Copy every record that appears below, exactly as it stands.
★ ★ ★
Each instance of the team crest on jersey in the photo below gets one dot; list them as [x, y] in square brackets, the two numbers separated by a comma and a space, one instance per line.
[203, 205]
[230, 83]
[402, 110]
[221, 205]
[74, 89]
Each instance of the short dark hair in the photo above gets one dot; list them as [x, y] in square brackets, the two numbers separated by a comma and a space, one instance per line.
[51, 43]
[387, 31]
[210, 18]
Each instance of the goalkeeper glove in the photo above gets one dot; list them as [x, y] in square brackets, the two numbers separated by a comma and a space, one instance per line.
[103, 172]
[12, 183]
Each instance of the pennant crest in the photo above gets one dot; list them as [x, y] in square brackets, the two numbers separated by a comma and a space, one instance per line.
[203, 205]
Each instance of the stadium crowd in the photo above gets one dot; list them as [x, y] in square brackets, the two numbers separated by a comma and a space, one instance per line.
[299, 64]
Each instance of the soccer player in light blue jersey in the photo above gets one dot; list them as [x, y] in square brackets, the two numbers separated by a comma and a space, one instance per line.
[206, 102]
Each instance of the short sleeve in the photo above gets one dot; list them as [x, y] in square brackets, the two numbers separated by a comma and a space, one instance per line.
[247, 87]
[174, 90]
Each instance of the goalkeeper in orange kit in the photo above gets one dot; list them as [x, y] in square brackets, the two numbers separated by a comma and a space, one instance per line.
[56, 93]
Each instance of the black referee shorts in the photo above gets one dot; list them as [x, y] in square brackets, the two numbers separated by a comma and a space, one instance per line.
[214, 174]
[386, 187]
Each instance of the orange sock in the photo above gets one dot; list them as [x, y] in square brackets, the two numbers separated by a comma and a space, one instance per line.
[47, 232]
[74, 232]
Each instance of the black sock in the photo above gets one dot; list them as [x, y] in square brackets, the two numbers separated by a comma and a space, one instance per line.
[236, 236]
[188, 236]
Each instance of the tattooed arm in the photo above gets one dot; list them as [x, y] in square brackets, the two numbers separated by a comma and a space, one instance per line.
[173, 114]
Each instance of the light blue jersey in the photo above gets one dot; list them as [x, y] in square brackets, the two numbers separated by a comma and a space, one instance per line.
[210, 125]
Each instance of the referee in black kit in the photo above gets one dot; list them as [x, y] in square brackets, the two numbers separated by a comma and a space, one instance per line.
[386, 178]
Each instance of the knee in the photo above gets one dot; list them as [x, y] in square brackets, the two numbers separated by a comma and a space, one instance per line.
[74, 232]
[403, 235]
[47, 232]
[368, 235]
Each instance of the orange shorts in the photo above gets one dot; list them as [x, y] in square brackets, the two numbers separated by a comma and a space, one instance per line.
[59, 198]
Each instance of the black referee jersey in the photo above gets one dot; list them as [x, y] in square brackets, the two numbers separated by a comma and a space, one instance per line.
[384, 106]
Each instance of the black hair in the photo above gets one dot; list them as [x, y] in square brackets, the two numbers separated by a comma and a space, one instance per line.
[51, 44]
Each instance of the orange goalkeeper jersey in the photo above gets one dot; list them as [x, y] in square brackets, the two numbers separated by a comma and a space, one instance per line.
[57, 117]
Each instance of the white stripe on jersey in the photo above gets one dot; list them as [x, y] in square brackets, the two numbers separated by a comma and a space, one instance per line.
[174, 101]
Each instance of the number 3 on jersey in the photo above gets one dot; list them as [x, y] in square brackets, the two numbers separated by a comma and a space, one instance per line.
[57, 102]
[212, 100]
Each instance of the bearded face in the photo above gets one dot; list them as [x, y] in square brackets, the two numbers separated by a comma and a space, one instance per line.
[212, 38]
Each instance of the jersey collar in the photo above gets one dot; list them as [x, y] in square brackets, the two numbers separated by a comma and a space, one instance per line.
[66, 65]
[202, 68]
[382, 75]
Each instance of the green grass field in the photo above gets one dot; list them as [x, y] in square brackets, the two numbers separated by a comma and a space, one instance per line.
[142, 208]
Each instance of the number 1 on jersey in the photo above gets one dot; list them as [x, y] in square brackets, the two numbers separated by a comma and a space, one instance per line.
★ ★ ★
## TASK OUTPUT
Each instance of the team crest on jersey in the photo below gets one dot; list them as [x, y] in square brackets, the two numbers separated by a comma and a space, one instance per line.
[203, 205]
[230, 83]
[402, 110]
[221, 205]
[74, 89]
Each instance of the short dark hair in the photo above gets one dot; list them as [x, y] in square brackets, the two numbers separated by a comma and a space, one instance per line.
[51, 43]
[387, 31]
[210, 18]
Each instance of the goalkeeper glove in the photo above gets one dot; list them as [x, y] in square brackets, the two numbers separated by a comma and a space, one instance per line.
[103, 172]
[12, 183]
Each instance of the pennant crest in the photo above gets one dot; list them as [x, y] in square brackets, the two numbers separated by a comma and a space, one instance per line.
[203, 205]
Each instance of the stadium crowd in the photo above gets one dot; list them as [x, y] in square brackets, the two numbers separated by a comma and a space, one instance per line.
[299, 64]
Each instance of the soccer player in light blue jersey in the photo above gets one dot; list them as [x, y] in square brackets, the two numbers separated by a comma and a space, one instance per line.
[206, 102]
Each instance of the short sleeve in the photo above gets one dot; list them as [x, y] in square brackets, the two numbers separated by a comma and a space, one instance per line.
[247, 87]
[174, 90]
Each instance of the goalkeeper in orange kit in the photo above gets one dot; list them as [x, y] in square brackets, the two numbers separated by a comma and a space, one instance per line.
[56, 93]
Each instance of the black referee shorts in the photo above gets one dot; list them as [x, y] in square brackets, the two numbers separated by a comma and a space, one instance per line.
[214, 174]
[386, 187]
Each instance of the orange sock in the photo above gets one dot; list them as [x, y] in square brackets, the two numbers separated by a comma and a space, one instance per line.
[47, 232]
[74, 232]
Each instance of the black sock in the photo above gets one dot; list them as [x, y] in square brackets, the two numbers separated by a comma and a space, one instance per line.
[236, 236]
[188, 236]
Each instance of the tattooed arm in the photo above gets one dot; list them as [x, y] in square brackets, the two numbers separated by a comma and a space, one instance per line.
[173, 114]
Each instance of the light blue jersey in the photo above gets one dot; list them as [x, y] in square brackets, the two numbers separated by a comma and a space, one instance per line.
[210, 125]
Each instance of the referee in black kit in the photo above gets one dot; list them as [x, y] in square brackets, the two numbers separated by a comma and a space, one instance per line.
[386, 178]
Each instance of the knee in the photo above gets one dot; list them as [x, y] in square brackets, the two numbers separated by a comma and a space, one instance per line.
[74, 232]
[403, 235]
[47, 232]
[368, 235]
Each instance of the orange shorts in the photo above gets one dot; list them as [x, y] in square brackets, the two numbers separated by a comma and a space, one instance per line.
[59, 198]
Each instance of the black referee jersey in the photo above gets one dot; list them as [x, y] in square brackets, the two numbers separated by a comma and a space, one instance per line.
[384, 106]
Each instance of the black hair in the photo above gets one dot; list them as [x, y] in square brackets, the two numbers separated by a comma and a space, one instance per line.
[51, 44]
Each instance of the orange goalkeeper jersey in the photo above gets one dot; list them as [x, y] in square brackets, the two numbers separated by a comma and a space, one instance per line.
[57, 117]
Each instance of the white stripe on jersey in the photo above gets one dot; list them as [x, y] in square brackets, the two numbers separated by a comma and a space, one instance per line.
[174, 101]
Each instance of the number 3 on jersey in the photo above gets one dot; list them as [x, y] in square brackets, the two numbers separated by a comma and a space, one instance per line.
[57, 102]
[212, 100]
Each instance of the bearded face in the photo above gets one dot; list them as [x, y] in square brackets, the two numbers separated by a comma and a space, one instance per line.
[212, 38]
Each instance of the jersey collar in the photo above gets one dot; list them as [x, y] in square brackets, the two numbers separated by a comma and a space, one instance per line.
[66, 65]
[202, 68]
[382, 75]
Each instance of the green grass field in the photo above gets one dot; list them as [x, y] in square brackets, the two numbers separated by a comma and a space, one instance per line.
[142, 208]
Each instance of the number 1 on jersey in the photo above gets one dot; list them as [x, y] in square brackets, the two numbers separated by a comma and a space, one instance per line.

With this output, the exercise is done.